● **Provided records**
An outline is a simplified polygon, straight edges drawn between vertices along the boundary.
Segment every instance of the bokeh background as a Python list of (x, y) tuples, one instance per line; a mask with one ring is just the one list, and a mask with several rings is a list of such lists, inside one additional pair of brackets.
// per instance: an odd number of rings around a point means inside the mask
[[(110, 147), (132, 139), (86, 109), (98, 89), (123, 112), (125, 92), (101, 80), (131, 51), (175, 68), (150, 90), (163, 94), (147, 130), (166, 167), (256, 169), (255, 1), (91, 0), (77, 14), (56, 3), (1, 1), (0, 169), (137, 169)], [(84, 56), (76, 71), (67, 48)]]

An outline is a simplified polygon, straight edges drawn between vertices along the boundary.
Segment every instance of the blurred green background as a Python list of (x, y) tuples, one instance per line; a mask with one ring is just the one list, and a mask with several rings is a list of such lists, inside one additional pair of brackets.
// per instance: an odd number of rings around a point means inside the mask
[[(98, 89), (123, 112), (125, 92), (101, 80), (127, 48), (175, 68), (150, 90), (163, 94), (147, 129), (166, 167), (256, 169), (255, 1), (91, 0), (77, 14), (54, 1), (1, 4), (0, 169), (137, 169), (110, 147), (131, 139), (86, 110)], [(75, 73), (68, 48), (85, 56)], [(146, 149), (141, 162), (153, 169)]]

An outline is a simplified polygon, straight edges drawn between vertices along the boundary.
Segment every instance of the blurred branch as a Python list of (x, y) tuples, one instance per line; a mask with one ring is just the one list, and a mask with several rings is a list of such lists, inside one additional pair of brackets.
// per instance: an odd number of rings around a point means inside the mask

● **The exercise**
Copy out every one of the lines above word for word, with nothing changed, added, or left out.

● **Solution**
An outline is a simplified polygon, straight edges drawn between vertices along the boundary.
Segment every instance of the bokeh background as a Python list of (x, y) tuples, one instance per line; a mask with one ring is just the one list, and a mask with several rings is a list of such lists, inside one additional pair of brackets.
// per instance: an odd number of rings around a point means inside the mask
[[(110, 147), (132, 139), (86, 109), (98, 89), (123, 112), (125, 92), (101, 80), (131, 51), (175, 68), (150, 90), (163, 94), (147, 130), (166, 167), (256, 169), (255, 1), (91, 0), (77, 14), (56, 3), (1, 1), (0, 169), (137, 169)], [(84, 56), (76, 71), (67, 48)]]

An outline is a simplified polygon, straight edges drawn between vertices along the boundary.
Segment every instance of the blurred green background as a Python list of (x, y) tuples, one instance per line; a mask with one ring is just the one list, and a mask with several rings is a list of such lists, inside one additional pair of brackets.
// per instance: an odd number of rings around a point means inside the mask
[[(98, 89), (123, 112), (125, 92), (101, 80), (127, 48), (175, 68), (150, 90), (163, 94), (147, 129), (166, 167), (256, 169), (255, 1), (91, 0), (77, 14), (54, 1), (1, 4), (0, 169), (137, 169), (110, 147), (131, 139), (86, 110)], [(75, 73), (68, 48), (85, 56)], [(146, 149), (141, 162), (153, 169)]]

An outline is a simplified polygon, straight edges drawn between vertices along the boundary.
Segment every instance of the blurred branch as a Python list of (x, y) tuples, one instance per line; a mask with one ring is just the one list, and a mask with several rings is a list of such lists, inside one additional pair of brackets.
// per instance: an odd number of rings around a point means inside the mask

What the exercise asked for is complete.